_WHAT IS NEEDED_
Please return the lines below as a JSON list of strings, one string per line, leaving out blank lines and any pictures.

(Extracted lines)
------------------------------------
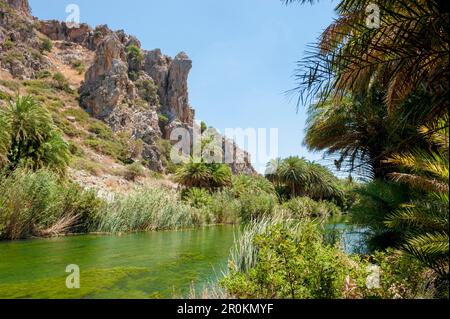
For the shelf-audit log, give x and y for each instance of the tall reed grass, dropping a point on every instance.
(147, 209)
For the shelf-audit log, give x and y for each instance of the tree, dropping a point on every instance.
(34, 140)
(406, 53)
(200, 174)
(303, 178)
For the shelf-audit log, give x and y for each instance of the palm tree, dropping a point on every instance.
(5, 139)
(406, 53)
(359, 132)
(34, 140)
(293, 173)
(199, 174)
(303, 178)
(426, 220)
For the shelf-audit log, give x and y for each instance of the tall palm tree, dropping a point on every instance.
(5, 139)
(359, 132)
(34, 140)
(407, 52)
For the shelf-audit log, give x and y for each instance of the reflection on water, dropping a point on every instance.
(144, 265)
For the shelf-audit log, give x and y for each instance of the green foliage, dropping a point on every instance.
(40, 204)
(12, 56)
(79, 66)
(199, 174)
(203, 127)
(165, 149)
(302, 178)
(197, 197)
(133, 171)
(34, 141)
(46, 45)
(61, 83)
(302, 207)
(101, 130)
(424, 221)
(43, 74)
(377, 200)
(290, 262)
(256, 196)
(8, 44)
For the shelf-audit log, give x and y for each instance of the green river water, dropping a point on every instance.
(140, 265)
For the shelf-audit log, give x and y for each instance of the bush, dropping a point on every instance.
(204, 175)
(133, 171)
(147, 209)
(224, 207)
(61, 83)
(40, 204)
(255, 206)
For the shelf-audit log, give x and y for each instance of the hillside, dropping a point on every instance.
(115, 102)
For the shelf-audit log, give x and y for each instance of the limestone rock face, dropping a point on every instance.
(19, 46)
(20, 5)
(109, 95)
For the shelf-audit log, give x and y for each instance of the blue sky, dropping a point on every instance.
(243, 52)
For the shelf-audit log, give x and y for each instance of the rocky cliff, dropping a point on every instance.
(141, 92)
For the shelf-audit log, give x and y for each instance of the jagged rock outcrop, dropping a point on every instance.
(107, 84)
(108, 94)
(20, 5)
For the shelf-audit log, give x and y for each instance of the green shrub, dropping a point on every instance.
(301, 207)
(289, 261)
(133, 171)
(8, 44)
(149, 91)
(147, 209)
(254, 184)
(43, 74)
(224, 207)
(46, 45)
(79, 66)
(12, 56)
(254, 206)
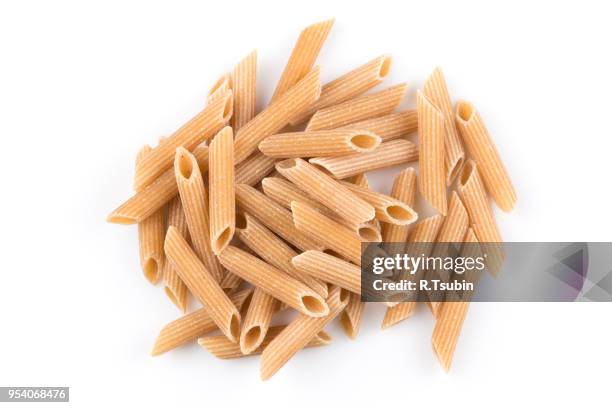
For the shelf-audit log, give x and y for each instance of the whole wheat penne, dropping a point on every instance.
(194, 200)
(298, 334)
(244, 86)
(273, 216)
(357, 109)
(352, 316)
(253, 169)
(284, 192)
(481, 147)
(193, 325)
(349, 85)
(224, 349)
(453, 230)
(330, 234)
(257, 321)
(387, 208)
(389, 127)
(326, 190)
(302, 57)
(432, 176)
(472, 192)
(203, 126)
(221, 183)
(388, 154)
(277, 115)
(220, 88)
(322, 143)
(422, 238)
(436, 91)
(151, 232)
(273, 250)
(175, 288)
(146, 201)
(451, 317)
(274, 282)
(202, 284)
(329, 269)
(404, 190)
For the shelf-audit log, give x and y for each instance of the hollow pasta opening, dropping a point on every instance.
(252, 338)
(399, 213)
(385, 67)
(465, 110)
(313, 305)
(150, 269)
(364, 141)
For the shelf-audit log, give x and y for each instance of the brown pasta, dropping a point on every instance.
(222, 196)
(361, 108)
(481, 147)
(436, 91)
(194, 200)
(388, 154)
(277, 115)
(221, 348)
(298, 334)
(274, 282)
(202, 284)
(193, 325)
(349, 85)
(202, 127)
(322, 143)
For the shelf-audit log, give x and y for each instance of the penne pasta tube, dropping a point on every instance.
(193, 197)
(302, 57)
(274, 282)
(284, 192)
(189, 327)
(349, 85)
(451, 317)
(253, 169)
(453, 229)
(202, 127)
(386, 155)
(322, 143)
(276, 115)
(257, 321)
(361, 108)
(432, 179)
(244, 86)
(151, 232)
(482, 149)
(329, 269)
(298, 334)
(352, 316)
(388, 209)
(436, 91)
(220, 88)
(273, 216)
(273, 250)
(148, 200)
(175, 288)
(221, 348)
(422, 239)
(222, 196)
(202, 284)
(389, 127)
(326, 190)
(330, 234)
(403, 190)
(472, 192)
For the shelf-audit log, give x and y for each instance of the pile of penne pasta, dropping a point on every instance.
(252, 212)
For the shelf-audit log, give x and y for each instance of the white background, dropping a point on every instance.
(84, 85)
------------------------------------
_WRITTEN ANSWER_
[
  "For the shelf-audit log, give x and y for each instance of the tall reed grass, dropping a point on every instance.",
  "(147, 209)",
  "For the shelf-audit log, give x and y for each instance of the tree, dropping a point on every instance.",
  "(34, 140)",
  "(406, 53)",
  "(200, 174)",
  "(303, 178)",
  "For the shelf-audit log, give x and y for each instance of the palm tree, dropping a point on every instance.",
  "(5, 139)",
  "(406, 53)",
  "(359, 132)",
  "(34, 140)",
  "(293, 173)",
  "(199, 174)",
  "(303, 178)",
  "(426, 220)",
  "For the shelf-audit log, give x and y for each instance of the tall palm tree, dropping a point on every instance.",
  "(5, 139)",
  "(359, 132)",
  "(34, 140)",
  "(407, 52)",
  "For the shelf-audit log, give x and y for each instance of the reflection on water, dropping a point on every instance.",
  "(144, 265)",
  "For the shelf-audit log, give x and y for each instance of the green foliage, dropping a point on every instance.",
  "(40, 204)",
  "(12, 56)",
  "(79, 66)",
  "(199, 174)",
  "(203, 127)",
  "(165, 149)",
  "(302, 178)",
  "(197, 197)",
  "(133, 171)",
  "(34, 141)",
  "(46, 45)",
  "(61, 83)",
  "(302, 207)",
  "(101, 130)",
  "(424, 221)",
  "(43, 74)",
  "(377, 200)",
  "(290, 262)",
  "(256, 196)",
  "(8, 44)",
  "For the shelf-audit log, give x and y for each instance of the green river water, dropping a point on every instance.",
  "(140, 265)",
  "For the shelf-audit log, give x and y for each instance of the bush, dropping a point on every instance.",
  "(204, 175)",
  "(133, 171)",
  "(147, 209)",
  "(224, 207)",
  "(61, 83)",
  "(40, 204)",
  "(255, 206)",
  "For the shelf-audit log, give x and y for each instance of the hillside, dropping a point on every instance.",
  "(115, 102)",
  "For the shelf-audit log, give x and y for each instance of the limestone rock face, dropping a point on every instance.",
  "(19, 46)",
  "(20, 5)",
  "(109, 95)",
  "For the shelf-audit log, give x and y for each instance of the blue sky, dropping a point on every instance.",
  "(243, 52)",
  "For the shelf-audit log, give x and y for each instance of the rocky cliff, dropping a point on every instance.",
  "(141, 92)",
  "For the shelf-audit log, give x and y for each instance of the jagged rock outcrop, dropping a point on every instance.",
  "(107, 84)",
  "(108, 94)",
  "(20, 5)",
  "For the shelf-audit log, give x and y for each instance of the green shrub, dropping a point on every instance.",
  "(301, 207)",
  "(289, 261)",
  "(133, 171)",
  "(8, 44)",
  "(149, 91)",
  "(147, 209)",
  "(254, 184)",
  "(43, 74)",
  "(224, 207)",
  "(46, 45)",
  "(79, 66)",
  "(12, 56)",
  "(254, 206)",
  "For the shelf-audit log, give x and y for each instance of the whole wheat penne, dropping a point on every instance.",
  "(194, 200)",
  "(298, 334)",
  "(244, 86)",
  "(273, 216)",
  "(357, 109)",
  "(352, 316)",
  "(253, 169)",
  "(284, 192)",
  "(481, 147)",
  "(193, 325)",
  "(349, 85)",
  "(224, 349)",
  "(453, 230)",
  "(330, 234)",
  "(257, 321)",
  "(387, 208)",
  "(389, 127)",
  "(326, 190)",
  "(302, 57)",
  "(432, 176)",
  "(472, 192)",
  "(203, 126)",
  "(221, 183)",
  "(388, 154)",
  "(277, 115)",
  "(220, 88)",
  "(322, 143)",
  "(422, 238)",
  "(436, 91)",
  "(151, 232)",
  "(273, 250)",
  "(175, 288)",
  "(146, 201)",
  "(451, 317)",
  "(274, 282)",
  "(202, 284)",
  "(329, 269)",
  "(404, 190)",
  "For the shelf-audit log, give x and y for each instance of the hollow pasta opening, dropping a point on every instance.",
  "(252, 338)",
  "(399, 213)",
  "(385, 67)",
  "(465, 110)",
  "(313, 305)",
  "(150, 269)",
  "(364, 141)",
  "For the shelf-audit log, give x and y for each instance of the brown pasta, dropping a point on every instance.",
  "(222, 196)",
  "(361, 108)",
  "(481, 147)",
  "(436, 91)",
  "(194, 200)",
  "(388, 154)",
  "(277, 115)",
  "(221, 348)",
  "(298, 334)",
  "(274, 282)",
  "(202, 284)",
  "(193, 325)",
  "(349, 85)",
  "(202, 127)",
  "(322, 143)",
  "For the shelf-audit log, give x and y for each instance of the penne pasta tube, dropping a point on every instance.",
  "(193, 197)",
  "(302, 57)",
  "(274, 282)",
  "(284, 192)",
  "(189, 327)",
  "(349, 85)",
  "(451, 317)",
  "(253, 169)",
  "(453, 229)",
  "(202, 127)",
  "(386, 155)",
  "(322, 143)",
  "(276, 115)",
  "(257, 321)",
  "(361, 108)",
  "(432, 179)",
  "(244, 86)",
  "(151, 232)",
  "(482, 149)",
  "(329, 269)",
  "(298, 334)",
  "(352, 316)",
  "(388, 209)",
  "(436, 91)",
  "(220, 88)",
  "(273, 216)",
  "(273, 250)",
  "(148, 200)",
  "(175, 288)",
  "(221, 348)",
  "(422, 239)",
  "(222, 196)",
  "(202, 284)",
  "(389, 127)",
  "(326, 190)",
  "(330, 234)",
  "(403, 190)",
  "(472, 192)",
  "For the shelf-audit log, give x and y for each instance of the pile of penne pasta, dropping a point on every instance.",
  "(252, 212)",
  "For the shelf-audit log, give x and y for each instance of the white background, dropping a point on every instance.",
  "(84, 85)"
]